> **What is being asked**:
Please copy the data below word for word, leaving out the pictures.

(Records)
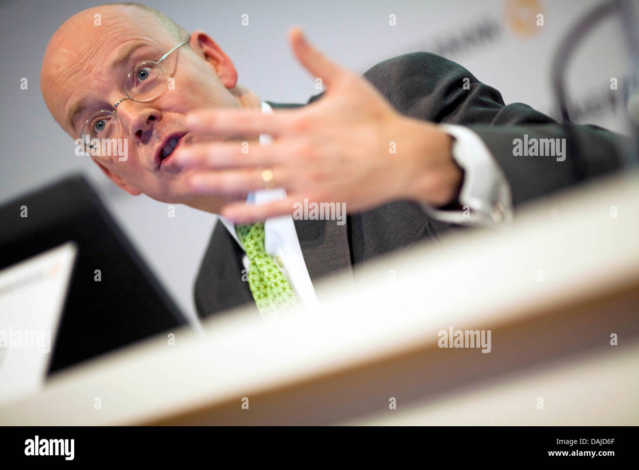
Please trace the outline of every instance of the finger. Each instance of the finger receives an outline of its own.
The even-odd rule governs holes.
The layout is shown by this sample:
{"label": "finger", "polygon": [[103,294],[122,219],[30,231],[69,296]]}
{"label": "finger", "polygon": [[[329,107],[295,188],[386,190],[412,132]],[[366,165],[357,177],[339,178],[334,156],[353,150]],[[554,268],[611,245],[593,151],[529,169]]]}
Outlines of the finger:
{"label": "finger", "polygon": [[187,130],[199,134],[277,136],[293,123],[291,114],[287,110],[263,114],[259,110],[243,108],[201,109],[190,113],[185,125]]}
{"label": "finger", "polygon": [[[263,169],[233,169],[226,171],[197,171],[189,178],[191,190],[199,194],[235,196],[266,189],[262,178]],[[272,187],[286,187],[288,178],[284,170],[275,168],[272,171]]]}
{"label": "finger", "polygon": [[173,153],[175,162],[184,168],[220,169],[272,166],[288,155],[283,145],[260,145],[257,142],[219,142],[194,144]]}
{"label": "finger", "polygon": [[236,224],[247,224],[293,214],[293,205],[298,202],[298,199],[290,197],[259,205],[233,203],[222,208],[222,215]]}
{"label": "finger", "polygon": [[288,39],[300,63],[312,75],[321,78],[327,86],[330,86],[332,82],[346,72],[311,45],[300,28],[293,28],[289,32]]}

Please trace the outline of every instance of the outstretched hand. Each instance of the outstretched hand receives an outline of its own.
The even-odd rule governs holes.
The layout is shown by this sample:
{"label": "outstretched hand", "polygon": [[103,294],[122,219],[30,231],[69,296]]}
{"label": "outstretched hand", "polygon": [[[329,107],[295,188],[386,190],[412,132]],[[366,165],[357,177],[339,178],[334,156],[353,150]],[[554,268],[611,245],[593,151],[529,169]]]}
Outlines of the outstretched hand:
{"label": "outstretched hand", "polygon": [[272,143],[240,141],[194,144],[176,151],[177,164],[194,172],[200,194],[237,195],[265,189],[263,172],[285,199],[263,205],[232,203],[222,215],[238,223],[292,214],[293,205],[345,203],[349,212],[397,199],[435,207],[456,200],[463,178],[451,155],[451,138],[435,124],[396,112],[365,79],[339,67],[295,28],[291,47],[302,65],[321,78],[327,91],[316,102],[263,114],[227,108],[190,113],[189,132],[220,137],[270,134]]}

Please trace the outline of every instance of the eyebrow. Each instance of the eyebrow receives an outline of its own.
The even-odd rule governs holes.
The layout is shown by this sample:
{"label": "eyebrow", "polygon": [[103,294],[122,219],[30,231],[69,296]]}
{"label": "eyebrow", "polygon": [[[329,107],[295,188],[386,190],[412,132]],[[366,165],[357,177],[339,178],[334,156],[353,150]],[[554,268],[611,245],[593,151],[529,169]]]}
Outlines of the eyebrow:
{"label": "eyebrow", "polygon": [[121,67],[123,64],[128,62],[128,59],[131,58],[131,56],[133,55],[133,53],[135,52],[135,51],[144,46],[151,46],[151,44],[144,41],[137,41],[129,45],[128,47],[122,51],[122,53],[116,58],[112,62],[111,62],[111,64],[109,67],[109,70],[111,72],[114,72],[116,68]]}
{"label": "eyebrow", "polygon": [[[131,56],[133,55],[134,52],[139,49],[144,47],[144,46],[151,47],[152,45],[152,44],[148,42],[145,42],[144,41],[136,41],[122,51],[122,53],[116,58],[112,62],[111,62],[111,65],[109,67],[109,70],[111,73],[112,73],[116,70],[116,69],[127,63],[131,58]],[[85,98],[82,98],[75,102],[75,104],[71,107],[71,109],[69,110],[69,112],[66,115],[66,123],[73,130],[75,130],[75,127],[73,125],[73,121],[75,120],[78,114],[82,113],[86,109],[86,101],[87,100]]]}
{"label": "eyebrow", "polygon": [[78,114],[86,109],[86,98],[82,98],[78,101],[76,101],[75,104],[71,107],[70,109],[69,109],[69,113],[66,115],[66,123],[73,130],[75,130],[75,126],[73,125],[73,121],[75,120],[75,118]]}

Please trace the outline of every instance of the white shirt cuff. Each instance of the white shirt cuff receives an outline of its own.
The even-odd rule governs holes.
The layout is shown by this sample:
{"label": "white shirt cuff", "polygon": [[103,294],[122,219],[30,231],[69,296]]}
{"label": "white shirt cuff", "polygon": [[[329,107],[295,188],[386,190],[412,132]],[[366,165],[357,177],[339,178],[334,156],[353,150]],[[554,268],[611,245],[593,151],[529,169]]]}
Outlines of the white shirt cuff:
{"label": "white shirt cuff", "polygon": [[452,157],[464,169],[459,192],[461,210],[440,210],[423,205],[431,217],[448,223],[489,226],[512,220],[512,197],[504,171],[490,150],[472,130],[464,126],[440,124],[454,139]]}

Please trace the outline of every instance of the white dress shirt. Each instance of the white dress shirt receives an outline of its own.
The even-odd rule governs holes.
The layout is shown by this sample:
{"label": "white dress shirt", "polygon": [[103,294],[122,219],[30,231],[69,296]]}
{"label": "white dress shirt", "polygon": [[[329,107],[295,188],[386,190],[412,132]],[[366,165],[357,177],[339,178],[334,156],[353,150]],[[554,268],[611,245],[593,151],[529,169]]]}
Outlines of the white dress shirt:
{"label": "white dress shirt", "polygon": [[[263,101],[262,113],[273,113],[272,108]],[[426,212],[438,220],[456,224],[498,223],[511,220],[510,187],[503,171],[483,141],[476,134],[463,126],[440,126],[455,139],[453,157],[465,170],[459,200],[466,207],[466,210],[455,211],[438,210],[425,206]],[[260,145],[268,145],[271,140],[270,136],[259,136]],[[247,201],[261,204],[285,197],[285,189],[265,189],[250,193]],[[220,220],[243,250],[233,223],[222,216]],[[302,253],[293,216],[270,217],[266,219],[264,227],[266,253],[279,267],[300,301],[307,308],[317,306],[317,296]],[[242,261],[244,268],[249,270],[249,259],[245,255]]]}

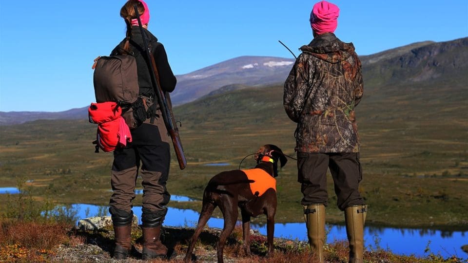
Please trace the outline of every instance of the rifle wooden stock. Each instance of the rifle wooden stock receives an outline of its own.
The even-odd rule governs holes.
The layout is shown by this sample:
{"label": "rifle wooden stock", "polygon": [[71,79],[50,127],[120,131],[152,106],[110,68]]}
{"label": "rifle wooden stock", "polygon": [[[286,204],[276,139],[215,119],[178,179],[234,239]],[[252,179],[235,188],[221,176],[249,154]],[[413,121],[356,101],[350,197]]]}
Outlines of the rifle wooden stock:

> **Full solution**:
Please trace the outline of every instance of the finger. Each instance of the finger receives an outline of its own.
The even-odd rule governs holes.
The layout is shown by this sample:
{"label": "finger", "polygon": [[103,294],[122,219],[30,231],[69,296]]}
{"label": "finger", "polygon": [[[329,107],[295,188],[386,190],[412,132]],[[366,165],[357,177],[339,178],[334,156],[353,150]],[[554,268],[611,245],[593,151],[529,169]]]}
Outlines of the finger:
{"label": "finger", "polygon": [[187,130],[199,134],[277,136],[293,123],[291,114],[287,110],[263,114],[259,110],[243,108],[201,109],[190,113],[185,125]]}
{"label": "finger", "polygon": [[[263,169],[233,169],[226,171],[197,171],[189,178],[191,190],[199,194],[235,196],[266,189],[262,178]],[[272,187],[286,187],[288,178],[284,170],[275,168],[272,171]]]}
{"label": "finger", "polygon": [[173,153],[175,162],[184,168],[220,169],[272,166],[288,155],[283,145],[260,145],[257,142],[219,142],[194,144]]}
{"label": "finger", "polygon": [[236,224],[247,224],[293,214],[293,205],[298,202],[298,199],[290,197],[259,205],[233,203],[222,208],[222,215]]}
{"label": "finger", "polygon": [[288,39],[300,63],[312,75],[321,78],[327,86],[330,86],[332,82],[346,72],[311,45],[300,28],[293,28],[289,32]]}

Please trace the outline of every instance of the outstretched hand. Each instance of the outstretched hand receives an outline of its own.
The even-odd rule governs holes.
The layout is shown by this sample:
{"label": "outstretched hand", "polygon": [[103,294],[122,219],[30,231],[69,296]]}
{"label": "outstretched hand", "polygon": [[[329,107],[295,188],[386,190],[412,132]],[[366,165],[357,177],[339,178],[334,156],[353,150]],[[554,268],[611,245],[593,151],[529,169]]]}
Outlines of the outstretched hand:
{"label": "outstretched hand", "polygon": [[272,143],[240,141],[194,144],[176,151],[177,164],[194,172],[200,194],[237,195],[265,189],[263,172],[285,199],[263,205],[232,203],[222,215],[238,223],[292,214],[293,205],[345,203],[349,212],[397,199],[435,207],[456,200],[463,178],[451,155],[451,138],[435,124],[396,112],[365,79],[339,67],[295,28],[291,47],[302,65],[321,78],[327,91],[316,102],[263,114],[227,108],[190,113],[189,132],[220,137],[270,134]]}

Please trace the outline of every instance of the eyebrow. Each instance of the eyebrow receives an outline of its own.
The even-odd rule governs holes.
The layout is shown by this sample:
{"label": "eyebrow", "polygon": [[103,294],[122,219],[30,231],[69,296]]}
{"label": "eyebrow", "polygon": [[[329,107],[295,188],[386,190],[412,132]],[[366,165],[357,177],[339,178],[334,156],[353,150]],[[554,268],[611,245],[593,151],[529,169]]]}
Outlines of the eyebrow:
{"label": "eyebrow", "polygon": [[121,67],[123,64],[128,62],[128,59],[131,58],[131,56],[133,55],[133,53],[135,52],[135,51],[144,46],[151,46],[151,44],[144,41],[137,41],[129,45],[128,47],[122,51],[122,53],[116,58],[112,62],[111,62],[111,64],[109,67],[109,70],[111,72],[114,72],[116,68]]}
{"label": "eyebrow", "polygon": [[[131,56],[133,55],[134,52],[139,49],[144,47],[144,46],[151,47],[152,45],[152,44],[148,42],[145,42],[144,41],[136,41],[122,51],[122,53],[116,58],[112,62],[111,62],[111,65],[109,67],[109,70],[111,73],[112,73],[116,70],[116,69],[127,63],[131,58]],[[85,98],[82,98],[75,102],[75,104],[71,107],[71,109],[69,110],[69,112],[66,115],[66,123],[73,130],[75,130],[75,127],[73,125],[73,121],[75,120],[78,114],[82,113],[86,109],[86,101],[87,100]]]}
{"label": "eyebrow", "polygon": [[78,114],[86,109],[86,98],[82,98],[78,101],[76,101],[75,104],[71,107],[70,109],[69,109],[69,113],[66,115],[66,123],[73,130],[75,130],[75,126],[73,125],[73,121],[75,120],[75,118]]}

Please trace the outline of every instance of the white shirt cuff. Each instance of the white shirt cuff receives an outline of its own.
The even-odd rule governs holes.
The layout is shown by this sample:
{"label": "white shirt cuff", "polygon": [[103,294],[122,219],[30,231],[69,296]]}
{"label": "white shirt cuff", "polygon": [[[329,107],[295,188],[386,190],[412,132]],[[366,165],[357,177],[339,178],[334,156],[353,150]],[[554,268],[611,245],[593,151],[529,169]]]}
Outlines of the white shirt cuff:
{"label": "white shirt cuff", "polygon": [[452,157],[464,169],[459,192],[461,210],[440,210],[423,205],[431,217],[448,223],[489,226],[512,220],[512,197],[504,171],[490,150],[472,130],[464,126],[440,124],[454,139]]}

Please trace the outline of every instance of the white dress shirt. Each instance of the white dress shirt receives an outline of its own.
The even-odd rule governs holes.
The layout is shown by this sample:
{"label": "white dress shirt", "polygon": [[103,294],[122,219],[30,231],[69,296]]}
{"label": "white dress shirt", "polygon": [[[329,107],[295,188],[386,190],[412,132]],[[366,165],[357,177],[339,178],[334,156],[353,150]],[[554,268],[611,245],[593,151],[529,169]]]}
Outlines of the white dress shirt:
{"label": "white dress shirt", "polygon": [[[263,101],[262,113],[273,113],[272,108]],[[426,212],[438,220],[456,224],[498,223],[511,220],[510,187],[503,171],[483,141],[476,134],[463,126],[440,126],[455,139],[453,157],[465,170],[459,200],[466,207],[466,210],[455,211],[438,210],[425,206]],[[260,145],[268,145],[271,140],[270,136],[259,136]],[[247,201],[261,204],[285,197],[285,189],[265,189],[250,193]],[[220,220],[243,250],[233,223],[222,216]],[[302,253],[293,216],[270,217],[266,219],[264,227],[266,253],[279,267],[300,301],[307,308],[317,306],[317,296]],[[242,261],[244,268],[249,270],[249,259],[245,255]]]}

Please trace the outline of every instance of the rifle wooden stock. Each instance of the rifle wooden stock receives an outline of its own.
The even-odd rule governs holes.
The layout is shown by this sample:
{"label": "rifle wooden stock", "polygon": [[71,79],[50,127],[120,131],[152,106],[110,68]]}
{"label": "rifle wooden stock", "polygon": [[[286,204],[276,139],[215,119],[178,179],[234,239]],[[252,179],[235,188],[221,176],[249,154]],[[413,121],[356,101],[350,197]]]}
Outlines of the rifle wooden stock:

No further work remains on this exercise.